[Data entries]
↓

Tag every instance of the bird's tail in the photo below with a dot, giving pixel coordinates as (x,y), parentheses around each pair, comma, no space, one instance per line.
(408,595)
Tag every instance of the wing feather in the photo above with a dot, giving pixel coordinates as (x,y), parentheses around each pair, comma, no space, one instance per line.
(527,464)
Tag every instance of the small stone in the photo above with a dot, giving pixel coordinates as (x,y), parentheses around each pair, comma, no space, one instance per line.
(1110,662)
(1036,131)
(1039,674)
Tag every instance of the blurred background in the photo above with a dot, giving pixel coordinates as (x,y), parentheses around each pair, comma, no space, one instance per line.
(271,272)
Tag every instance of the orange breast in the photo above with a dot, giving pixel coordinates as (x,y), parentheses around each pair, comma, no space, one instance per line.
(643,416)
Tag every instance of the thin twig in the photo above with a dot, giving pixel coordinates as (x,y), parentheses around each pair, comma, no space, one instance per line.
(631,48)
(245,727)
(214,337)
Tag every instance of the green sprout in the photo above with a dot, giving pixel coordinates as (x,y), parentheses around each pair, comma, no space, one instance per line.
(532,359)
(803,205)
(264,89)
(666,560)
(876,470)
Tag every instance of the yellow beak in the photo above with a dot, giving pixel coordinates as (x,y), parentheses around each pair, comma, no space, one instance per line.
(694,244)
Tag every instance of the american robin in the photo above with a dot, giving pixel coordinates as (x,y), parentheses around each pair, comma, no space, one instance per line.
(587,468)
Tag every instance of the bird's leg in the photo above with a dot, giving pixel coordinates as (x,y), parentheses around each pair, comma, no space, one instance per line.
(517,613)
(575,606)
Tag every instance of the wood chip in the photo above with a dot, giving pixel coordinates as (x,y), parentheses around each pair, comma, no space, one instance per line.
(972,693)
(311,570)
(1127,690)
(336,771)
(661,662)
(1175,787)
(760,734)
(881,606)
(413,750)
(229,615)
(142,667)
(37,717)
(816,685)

↑

[PROBLEM] Only the line that contains "Tag every instance of the orange" and the lines after it, through the end of the data above, are to be repeated exactly.

[TASK OUTPUT]
Tag every instance of the orange breast in the photo above with a dot, giving pixel coordinates as (x,y), parentheses around each pair, comma, no space, one instance per line.
(643,416)
Tag every instance of the thin twig in the photo above with a dot, giving pixel coordinates as (x,y), parentheses around each pair, comma, no space, one instance per line.
(631,48)
(245,727)
(214,337)
Tag every instance of the green sprout in the photo above with a dot, giving pixel coordinates as (x,y), parentheses around each pair, comma, no space, one instance per line.
(532,359)
(803,205)
(264,89)
(666,560)
(876,470)
Tag every instance of the yellow beak in the photo above with a dot, giving pixel coordinates as (x,y), parentheses around each pair, comma, no space, one instance per line.
(694,244)
Tag every instance of the american robin in the photo above with a dot, giving pixel coordinates as (x,y), parentheses around each pair, comma, no space, one instance per line.
(587,468)
Tag every instance of the bird's leg in the photo above with a dot, giving pixel coordinates as (x,y), parentheses around each pair, comma, no space, one instance per line.
(517,613)
(575,606)
Tag every instance of the wood chip in the photo above with a dot, giving pixel coordinates as (x,y), parentheses around each pair, comma, no space, one instance per line.
(972,693)
(311,570)
(1127,690)
(336,771)
(661,662)
(1175,787)
(760,734)
(881,606)
(413,750)
(229,615)
(142,667)
(37,717)
(816,685)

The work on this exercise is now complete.